Prompt
Your answer should be every line from the records that contains "handle".

(Dataset content)

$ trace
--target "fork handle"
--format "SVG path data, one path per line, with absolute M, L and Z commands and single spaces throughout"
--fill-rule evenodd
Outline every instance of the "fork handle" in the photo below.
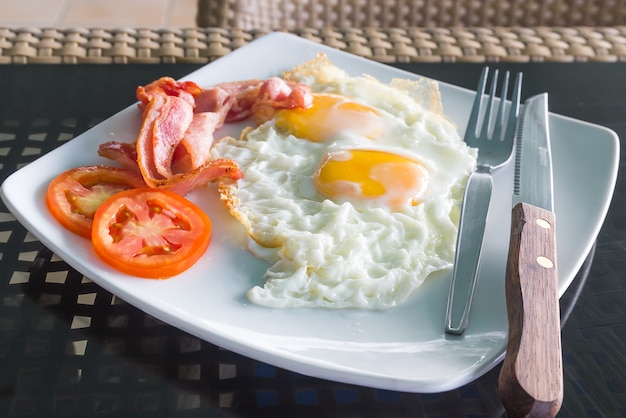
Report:
M 465 186 L 446 308 L 449 334 L 463 334 L 469 323 L 492 188 L 491 174 L 485 171 L 474 171 Z

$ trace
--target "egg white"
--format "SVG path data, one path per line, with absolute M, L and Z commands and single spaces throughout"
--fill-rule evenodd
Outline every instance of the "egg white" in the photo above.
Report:
M 406 91 L 328 63 L 287 77 L 378 109 L 386 132 L 371 140 L 347 131 L 317 143 L 278 132 L 270 120 L 242 138 L 216 142 L 213 155 L 234 159 L 244 173 L 220 184 L 223 200 L 247 228 L 250 251 L 271 264 L 265 285 L 247 296 L 268 307 L 396 306 L 432 272 L 451 267 L 476 152 L 452 123 Z M 328 152 L 353 148 L 423 164 L 430 178 L 422 203 L 391 210 L 323 195 L 313 181 L 320 162 Z

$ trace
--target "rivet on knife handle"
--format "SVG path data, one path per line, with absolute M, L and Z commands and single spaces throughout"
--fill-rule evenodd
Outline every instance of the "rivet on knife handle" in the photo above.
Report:
M 499 394 L 509 417 L 553 417 L 563 401 L 554 213 L 512 211 L 506 267 L 509 337 Z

(End Dataset content)

Response area
--target "fork handle"
Outline every instance of the "fork handle" in the photo below.
--target "rivet on knife handle"
Outline every instance of the "rivet on knife handle" in the photo above.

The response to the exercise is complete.